### Data records

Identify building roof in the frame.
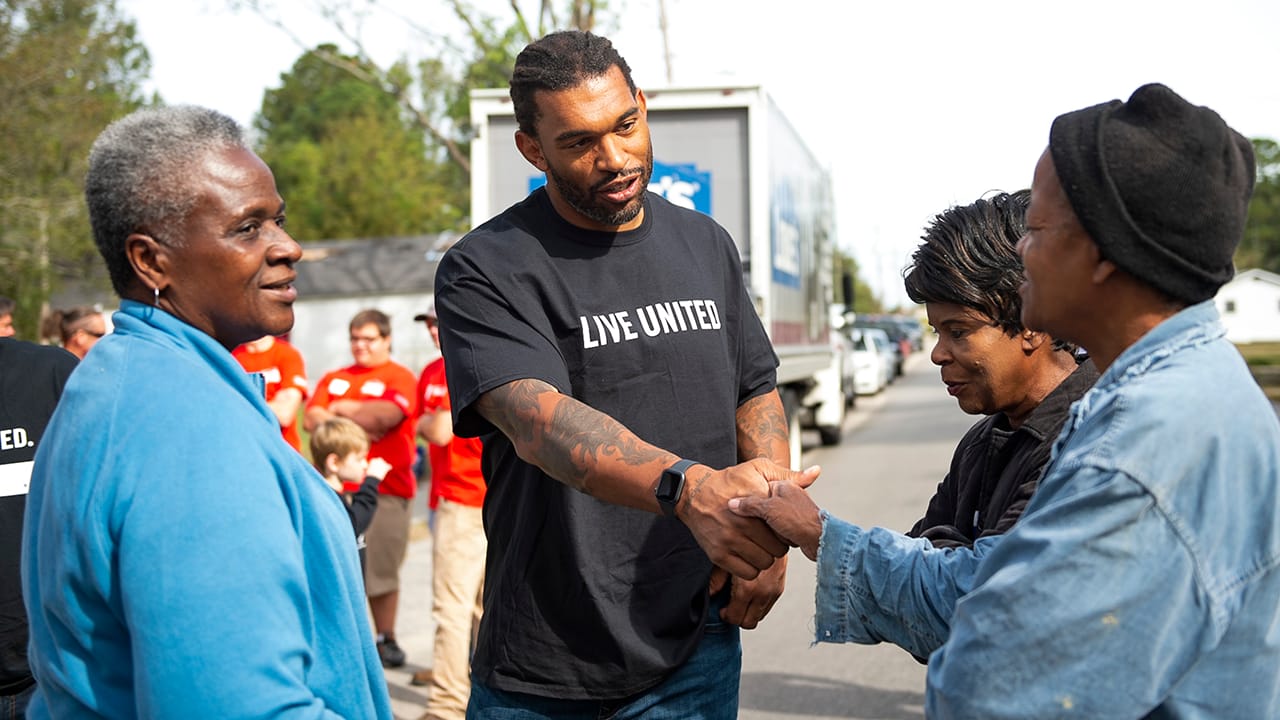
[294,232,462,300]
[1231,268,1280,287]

######
### Data records

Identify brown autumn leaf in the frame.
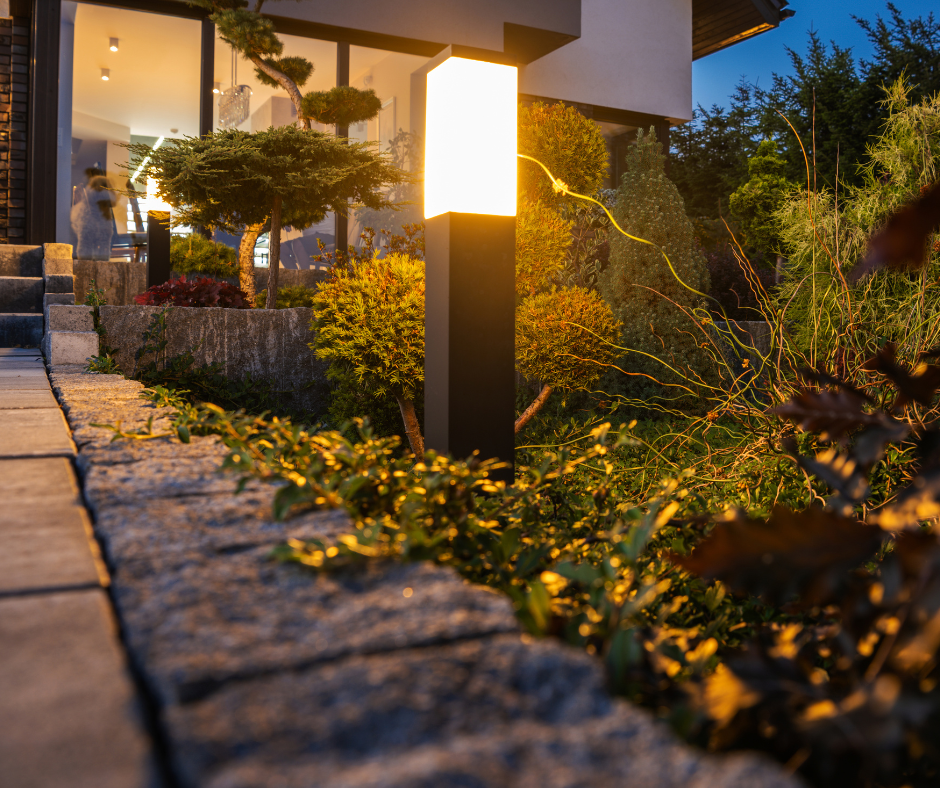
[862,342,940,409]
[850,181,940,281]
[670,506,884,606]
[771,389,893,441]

######
### Data records

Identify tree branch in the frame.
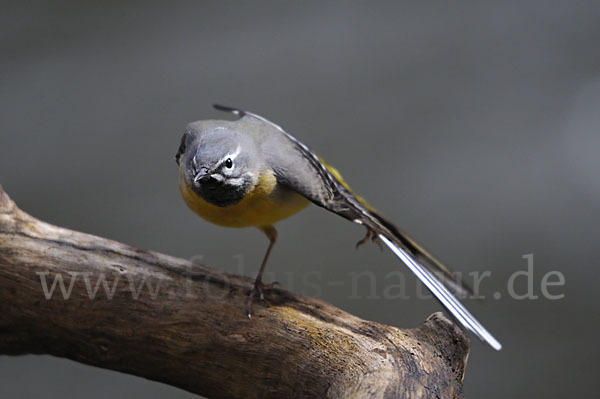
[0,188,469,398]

######

What this task involves - Extract every line from the records above that contains the word "Identify".

Correct response -
Identify building roof in the frame.
Identify brown autumn leaf in the frame.
Identify tree branch in the frame.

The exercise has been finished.